━━ Stored data

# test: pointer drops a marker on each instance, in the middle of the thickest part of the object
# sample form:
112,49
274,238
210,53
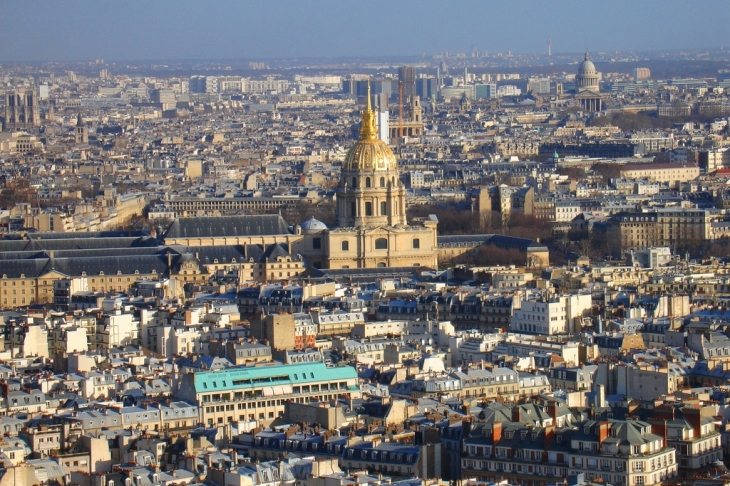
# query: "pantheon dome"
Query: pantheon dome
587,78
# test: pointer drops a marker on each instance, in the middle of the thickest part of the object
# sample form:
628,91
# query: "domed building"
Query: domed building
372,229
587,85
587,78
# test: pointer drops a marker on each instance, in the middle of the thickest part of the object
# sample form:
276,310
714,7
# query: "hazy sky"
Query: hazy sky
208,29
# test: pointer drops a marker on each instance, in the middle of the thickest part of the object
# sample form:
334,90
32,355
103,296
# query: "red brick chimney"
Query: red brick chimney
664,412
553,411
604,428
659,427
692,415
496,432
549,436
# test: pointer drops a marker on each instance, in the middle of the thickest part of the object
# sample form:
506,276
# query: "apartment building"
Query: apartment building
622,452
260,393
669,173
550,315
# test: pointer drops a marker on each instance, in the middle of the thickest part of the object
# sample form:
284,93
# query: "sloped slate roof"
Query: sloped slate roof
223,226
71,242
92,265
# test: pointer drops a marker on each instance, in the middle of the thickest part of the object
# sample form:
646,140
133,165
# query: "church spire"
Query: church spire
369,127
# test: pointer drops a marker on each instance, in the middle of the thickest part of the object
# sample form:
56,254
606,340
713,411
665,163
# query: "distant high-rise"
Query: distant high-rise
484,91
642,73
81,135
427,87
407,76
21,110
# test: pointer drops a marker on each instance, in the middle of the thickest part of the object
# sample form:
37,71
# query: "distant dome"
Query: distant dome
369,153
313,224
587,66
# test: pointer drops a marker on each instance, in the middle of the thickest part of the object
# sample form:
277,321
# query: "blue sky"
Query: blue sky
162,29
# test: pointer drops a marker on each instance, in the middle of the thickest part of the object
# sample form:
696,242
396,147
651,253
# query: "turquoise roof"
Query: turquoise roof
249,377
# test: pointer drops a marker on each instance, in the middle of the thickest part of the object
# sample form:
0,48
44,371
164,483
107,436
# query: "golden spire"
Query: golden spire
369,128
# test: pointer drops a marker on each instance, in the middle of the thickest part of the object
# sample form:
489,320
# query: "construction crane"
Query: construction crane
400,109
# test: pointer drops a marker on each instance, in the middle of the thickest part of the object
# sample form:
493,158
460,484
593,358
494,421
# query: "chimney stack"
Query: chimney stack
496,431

━━━━
━━ Stored data

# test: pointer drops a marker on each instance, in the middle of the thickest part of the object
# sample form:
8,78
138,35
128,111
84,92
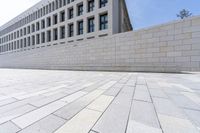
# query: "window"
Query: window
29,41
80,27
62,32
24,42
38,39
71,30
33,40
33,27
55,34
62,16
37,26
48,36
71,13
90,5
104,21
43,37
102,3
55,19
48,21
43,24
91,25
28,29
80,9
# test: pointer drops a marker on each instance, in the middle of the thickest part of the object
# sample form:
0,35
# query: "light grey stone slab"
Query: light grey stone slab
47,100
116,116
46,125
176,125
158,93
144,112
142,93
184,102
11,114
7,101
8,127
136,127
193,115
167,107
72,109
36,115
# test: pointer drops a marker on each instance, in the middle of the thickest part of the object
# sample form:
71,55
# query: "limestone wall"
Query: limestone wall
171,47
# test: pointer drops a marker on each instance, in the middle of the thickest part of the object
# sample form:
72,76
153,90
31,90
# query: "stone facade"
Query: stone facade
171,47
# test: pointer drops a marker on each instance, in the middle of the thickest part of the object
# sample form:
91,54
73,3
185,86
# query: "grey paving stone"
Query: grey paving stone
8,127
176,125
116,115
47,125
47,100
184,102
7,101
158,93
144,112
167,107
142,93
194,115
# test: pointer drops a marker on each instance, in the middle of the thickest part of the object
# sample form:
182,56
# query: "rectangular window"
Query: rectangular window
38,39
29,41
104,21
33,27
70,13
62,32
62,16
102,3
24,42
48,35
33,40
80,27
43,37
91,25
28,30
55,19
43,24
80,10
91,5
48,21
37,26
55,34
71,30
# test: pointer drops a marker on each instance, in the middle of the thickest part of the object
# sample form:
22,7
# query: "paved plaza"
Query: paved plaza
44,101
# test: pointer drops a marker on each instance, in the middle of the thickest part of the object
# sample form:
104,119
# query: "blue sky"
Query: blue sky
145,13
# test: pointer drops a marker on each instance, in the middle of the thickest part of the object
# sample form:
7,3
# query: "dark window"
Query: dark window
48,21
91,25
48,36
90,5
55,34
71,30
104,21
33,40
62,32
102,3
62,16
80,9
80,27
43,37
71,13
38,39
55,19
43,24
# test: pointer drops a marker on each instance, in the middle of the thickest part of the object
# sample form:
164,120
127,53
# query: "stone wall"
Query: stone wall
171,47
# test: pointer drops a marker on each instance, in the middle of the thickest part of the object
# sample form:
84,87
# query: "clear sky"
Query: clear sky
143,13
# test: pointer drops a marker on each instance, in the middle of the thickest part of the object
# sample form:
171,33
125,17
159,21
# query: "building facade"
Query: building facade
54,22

━━━━
━━ Stored data

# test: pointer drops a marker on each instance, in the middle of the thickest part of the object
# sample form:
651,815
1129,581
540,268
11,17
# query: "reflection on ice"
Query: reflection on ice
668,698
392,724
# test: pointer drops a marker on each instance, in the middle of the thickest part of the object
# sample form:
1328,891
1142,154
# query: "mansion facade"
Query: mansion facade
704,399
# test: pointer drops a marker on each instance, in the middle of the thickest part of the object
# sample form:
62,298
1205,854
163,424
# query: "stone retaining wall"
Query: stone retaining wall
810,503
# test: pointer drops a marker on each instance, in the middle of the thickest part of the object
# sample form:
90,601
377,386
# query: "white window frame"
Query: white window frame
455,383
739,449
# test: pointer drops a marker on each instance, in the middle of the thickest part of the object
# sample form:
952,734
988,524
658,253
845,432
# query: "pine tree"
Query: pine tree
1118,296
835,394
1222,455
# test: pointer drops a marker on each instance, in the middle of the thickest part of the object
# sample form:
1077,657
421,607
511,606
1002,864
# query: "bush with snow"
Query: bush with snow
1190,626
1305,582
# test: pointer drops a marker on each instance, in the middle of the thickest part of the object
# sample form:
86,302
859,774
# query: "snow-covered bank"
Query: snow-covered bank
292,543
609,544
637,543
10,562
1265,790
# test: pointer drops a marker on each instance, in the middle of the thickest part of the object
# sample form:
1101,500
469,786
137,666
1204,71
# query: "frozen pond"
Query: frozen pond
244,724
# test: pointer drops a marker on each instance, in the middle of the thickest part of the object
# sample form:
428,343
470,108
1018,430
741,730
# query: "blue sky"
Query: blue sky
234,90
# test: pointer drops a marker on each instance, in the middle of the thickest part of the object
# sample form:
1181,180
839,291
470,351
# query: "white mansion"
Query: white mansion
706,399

━━━━

▶ [To be done] Please list every line in the records above that contains the string "wall".

▶ [Answer to this exercise]
# query: "limestone wall"
Query: limestone wall
# query: "stone wall"
Query: stone wall
# query: "stone retaining wall"
Query: stone retaining wall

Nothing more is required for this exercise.